**** Data records

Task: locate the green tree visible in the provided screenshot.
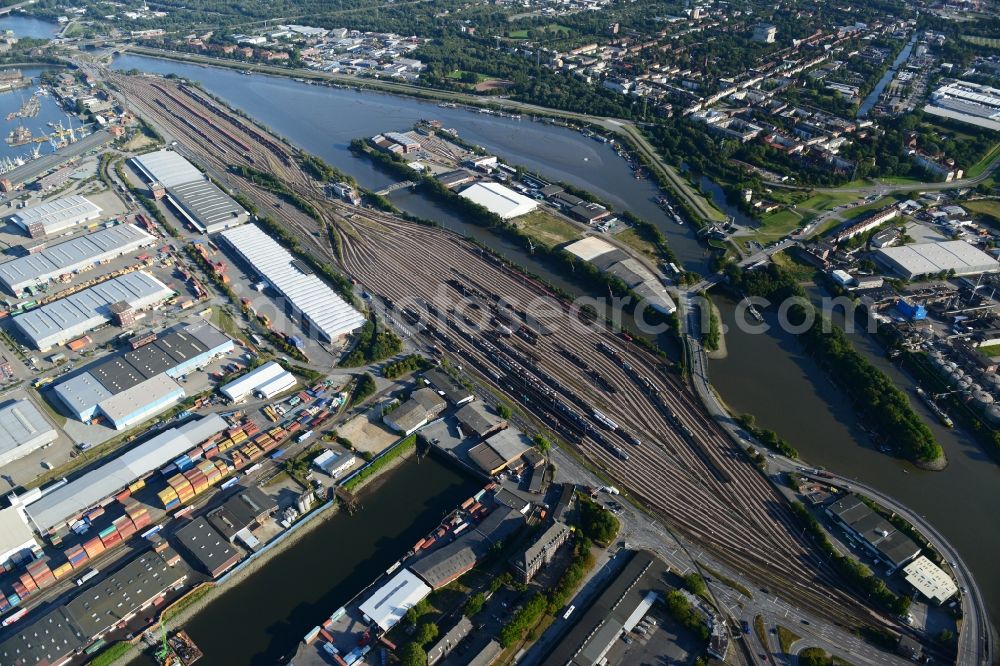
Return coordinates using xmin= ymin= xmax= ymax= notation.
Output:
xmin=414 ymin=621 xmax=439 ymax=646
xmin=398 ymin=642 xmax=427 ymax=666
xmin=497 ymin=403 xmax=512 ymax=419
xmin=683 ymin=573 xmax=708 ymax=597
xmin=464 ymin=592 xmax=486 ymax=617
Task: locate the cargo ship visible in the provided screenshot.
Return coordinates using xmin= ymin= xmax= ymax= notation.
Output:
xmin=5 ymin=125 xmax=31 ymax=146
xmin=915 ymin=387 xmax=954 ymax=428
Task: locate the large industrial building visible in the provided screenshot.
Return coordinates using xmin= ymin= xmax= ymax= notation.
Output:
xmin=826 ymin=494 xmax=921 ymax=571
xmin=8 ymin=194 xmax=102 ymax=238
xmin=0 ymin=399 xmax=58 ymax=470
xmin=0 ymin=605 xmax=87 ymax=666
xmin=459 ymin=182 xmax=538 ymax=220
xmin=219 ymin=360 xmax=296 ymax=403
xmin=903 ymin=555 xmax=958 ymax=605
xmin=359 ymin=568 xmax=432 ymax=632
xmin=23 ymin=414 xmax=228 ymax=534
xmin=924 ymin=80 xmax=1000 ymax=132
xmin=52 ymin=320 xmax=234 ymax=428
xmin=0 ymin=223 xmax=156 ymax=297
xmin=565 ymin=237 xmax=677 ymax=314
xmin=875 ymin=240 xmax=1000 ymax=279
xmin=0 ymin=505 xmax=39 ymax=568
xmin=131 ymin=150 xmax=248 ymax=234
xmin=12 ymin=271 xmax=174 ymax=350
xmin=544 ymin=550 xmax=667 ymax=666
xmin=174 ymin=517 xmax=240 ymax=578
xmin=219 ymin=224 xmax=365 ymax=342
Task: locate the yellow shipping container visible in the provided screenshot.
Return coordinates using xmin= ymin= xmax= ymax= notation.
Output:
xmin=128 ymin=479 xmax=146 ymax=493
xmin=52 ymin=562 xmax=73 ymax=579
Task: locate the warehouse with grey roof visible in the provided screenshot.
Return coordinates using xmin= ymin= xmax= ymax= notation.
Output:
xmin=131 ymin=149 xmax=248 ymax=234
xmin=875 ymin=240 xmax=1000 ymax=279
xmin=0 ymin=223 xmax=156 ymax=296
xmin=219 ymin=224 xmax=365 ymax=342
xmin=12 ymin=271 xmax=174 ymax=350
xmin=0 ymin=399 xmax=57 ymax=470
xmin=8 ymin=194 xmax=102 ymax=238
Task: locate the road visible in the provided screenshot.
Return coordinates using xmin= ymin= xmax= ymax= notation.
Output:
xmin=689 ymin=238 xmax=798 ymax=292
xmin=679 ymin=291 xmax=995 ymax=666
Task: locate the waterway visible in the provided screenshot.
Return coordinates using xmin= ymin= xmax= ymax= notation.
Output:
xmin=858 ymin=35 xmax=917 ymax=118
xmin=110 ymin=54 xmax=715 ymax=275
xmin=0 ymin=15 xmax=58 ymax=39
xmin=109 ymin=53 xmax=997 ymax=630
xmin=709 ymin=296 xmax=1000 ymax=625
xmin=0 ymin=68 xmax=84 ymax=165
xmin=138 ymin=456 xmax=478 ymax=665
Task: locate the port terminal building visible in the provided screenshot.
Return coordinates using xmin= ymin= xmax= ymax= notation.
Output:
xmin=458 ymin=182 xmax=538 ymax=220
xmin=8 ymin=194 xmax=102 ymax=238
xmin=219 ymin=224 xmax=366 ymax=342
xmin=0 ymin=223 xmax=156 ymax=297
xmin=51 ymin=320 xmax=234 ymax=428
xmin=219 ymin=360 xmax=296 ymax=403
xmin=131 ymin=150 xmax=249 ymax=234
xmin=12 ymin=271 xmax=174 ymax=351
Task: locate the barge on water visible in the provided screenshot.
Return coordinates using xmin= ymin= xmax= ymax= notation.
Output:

********

Problem requirements>
Through the last line of the entries above, beginning at the line containing "Task: locate the port", transcribe each line exactly, both ends included and nothing more.

Answer space>
Task: locate the port terminal building visible in the provided screenshot.
Return coordinates using xmin= ymin= xmax= ymax= notation.
Output:
xmin=458 ymin=182 xmax=538 ymax=220
xmin=8 ymin=194 xmax=102 ymax=238
xmin=219 ymin=224 xmax=366 ymax=342
xmin=0 ymin=223 xmax=156 ymax=297
xmin=51 ymin=320 xmax=234 ymax=428
xmin=219 ymin=360 xmax=296 ymax=403
xmin=131 ymin=150 xmax=249 ymax=234
xmin=12 ymin=271 xmax=174 ymax=351
Task: locate the barge on water visible in the provided screenshot.
Return coordinates using xmin= ymin= xmax= ymax= notation.
Output:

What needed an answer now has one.